Data section: Begin

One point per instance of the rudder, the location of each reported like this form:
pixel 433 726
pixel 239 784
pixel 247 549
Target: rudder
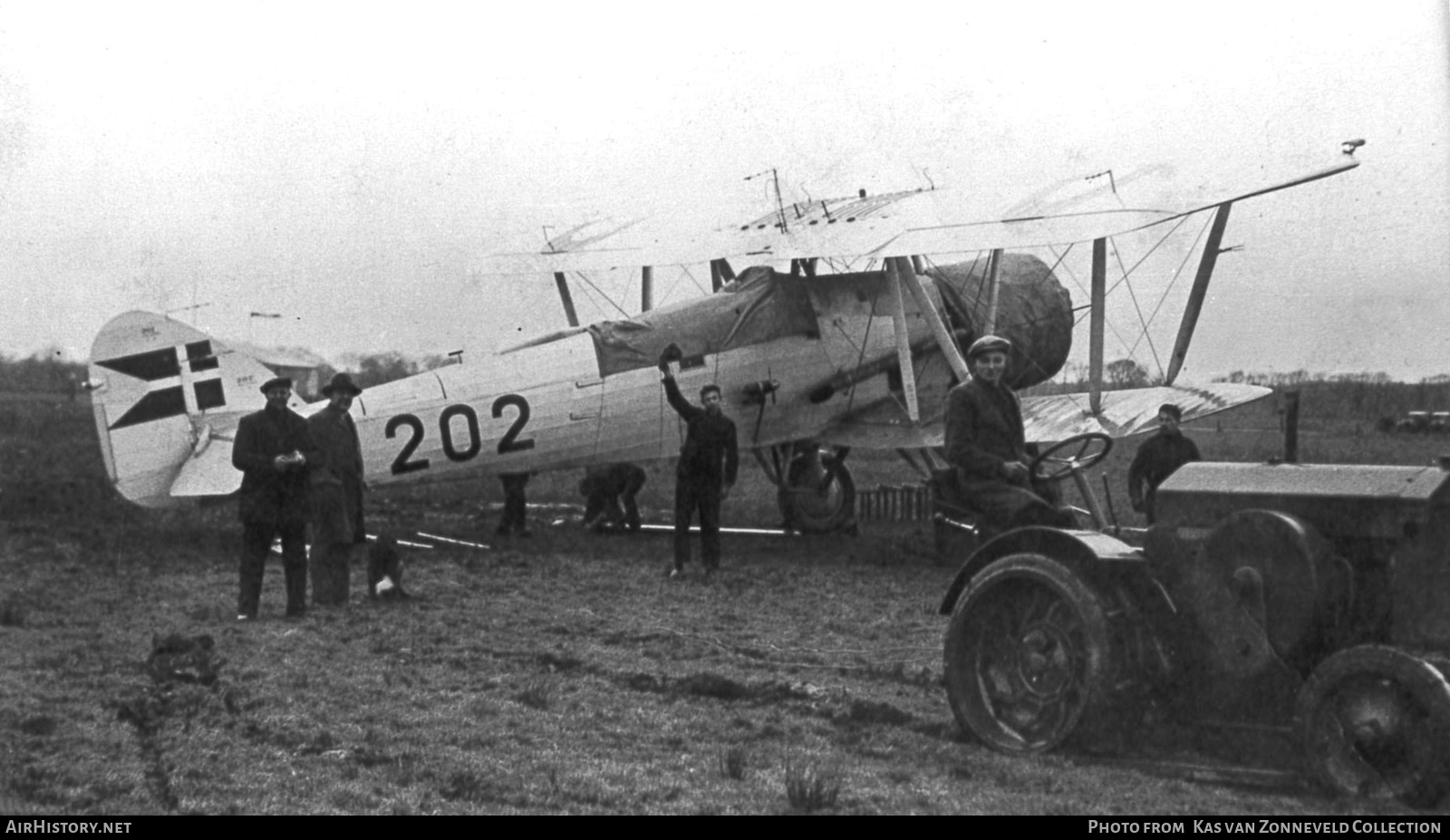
pixel 161 389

Data section: End

## [Aim of the task]
Copy the records above precisely, and leave every image out of the copy.

## [Exercise output]
One point per instance of the rudder, the location of each reported like this form:
pixel 433 726
pixel 239 784
pixel 247 549
Target: rudder
pixel 161 389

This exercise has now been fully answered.